Task item: Give the number of lines in the data below where the string "blue" occurs, and nothing else.

Dataset entries:
>>>
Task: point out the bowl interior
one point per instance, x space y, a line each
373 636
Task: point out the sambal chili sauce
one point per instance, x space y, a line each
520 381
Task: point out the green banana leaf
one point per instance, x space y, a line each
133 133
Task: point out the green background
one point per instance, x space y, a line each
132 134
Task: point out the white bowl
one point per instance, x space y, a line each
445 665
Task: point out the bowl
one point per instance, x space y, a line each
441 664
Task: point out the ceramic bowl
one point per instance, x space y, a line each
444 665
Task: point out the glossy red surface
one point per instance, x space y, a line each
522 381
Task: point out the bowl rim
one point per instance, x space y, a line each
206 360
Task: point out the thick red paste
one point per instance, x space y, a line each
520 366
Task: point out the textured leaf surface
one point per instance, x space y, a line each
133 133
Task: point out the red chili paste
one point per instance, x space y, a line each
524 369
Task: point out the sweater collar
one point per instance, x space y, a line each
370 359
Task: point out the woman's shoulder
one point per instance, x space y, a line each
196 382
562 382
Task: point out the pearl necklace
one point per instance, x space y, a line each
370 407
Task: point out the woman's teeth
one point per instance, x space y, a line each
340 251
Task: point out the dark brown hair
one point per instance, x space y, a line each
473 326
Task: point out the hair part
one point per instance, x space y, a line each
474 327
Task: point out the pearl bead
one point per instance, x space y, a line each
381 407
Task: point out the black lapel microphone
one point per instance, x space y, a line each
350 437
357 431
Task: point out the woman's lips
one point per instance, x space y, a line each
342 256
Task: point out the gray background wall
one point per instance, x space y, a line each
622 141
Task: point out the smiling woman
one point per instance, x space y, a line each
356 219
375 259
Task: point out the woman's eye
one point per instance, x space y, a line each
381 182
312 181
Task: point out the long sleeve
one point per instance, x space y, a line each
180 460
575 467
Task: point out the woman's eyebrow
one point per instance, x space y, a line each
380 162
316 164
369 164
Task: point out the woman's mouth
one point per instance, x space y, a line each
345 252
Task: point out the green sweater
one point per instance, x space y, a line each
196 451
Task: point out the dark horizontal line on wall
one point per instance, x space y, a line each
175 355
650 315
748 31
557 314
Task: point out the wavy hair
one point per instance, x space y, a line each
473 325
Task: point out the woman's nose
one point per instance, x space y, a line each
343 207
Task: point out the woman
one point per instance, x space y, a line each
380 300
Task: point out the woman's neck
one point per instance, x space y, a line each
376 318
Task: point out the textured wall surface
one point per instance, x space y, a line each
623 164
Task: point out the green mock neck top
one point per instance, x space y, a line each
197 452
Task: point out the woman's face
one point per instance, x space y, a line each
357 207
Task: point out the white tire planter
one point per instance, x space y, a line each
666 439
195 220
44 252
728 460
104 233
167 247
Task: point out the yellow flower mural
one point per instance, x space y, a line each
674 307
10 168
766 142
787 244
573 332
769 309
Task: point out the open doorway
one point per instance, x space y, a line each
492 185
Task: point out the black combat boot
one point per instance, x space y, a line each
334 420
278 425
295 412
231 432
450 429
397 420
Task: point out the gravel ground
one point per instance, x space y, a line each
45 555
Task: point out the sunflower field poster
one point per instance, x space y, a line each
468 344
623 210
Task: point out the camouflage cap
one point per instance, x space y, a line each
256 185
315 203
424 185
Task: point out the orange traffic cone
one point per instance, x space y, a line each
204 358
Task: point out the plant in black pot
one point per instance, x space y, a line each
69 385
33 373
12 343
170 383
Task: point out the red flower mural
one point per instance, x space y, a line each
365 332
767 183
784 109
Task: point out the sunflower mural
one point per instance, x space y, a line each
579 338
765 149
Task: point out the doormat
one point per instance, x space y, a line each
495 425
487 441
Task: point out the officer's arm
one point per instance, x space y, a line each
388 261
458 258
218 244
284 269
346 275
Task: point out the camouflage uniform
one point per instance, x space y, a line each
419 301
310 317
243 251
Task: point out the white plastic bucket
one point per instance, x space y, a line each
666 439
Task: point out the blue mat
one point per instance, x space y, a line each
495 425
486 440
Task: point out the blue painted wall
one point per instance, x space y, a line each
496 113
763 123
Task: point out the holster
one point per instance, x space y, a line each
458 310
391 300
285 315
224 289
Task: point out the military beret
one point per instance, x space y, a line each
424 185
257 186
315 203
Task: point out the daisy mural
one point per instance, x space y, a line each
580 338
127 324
<<<
Answer to this exercise: 2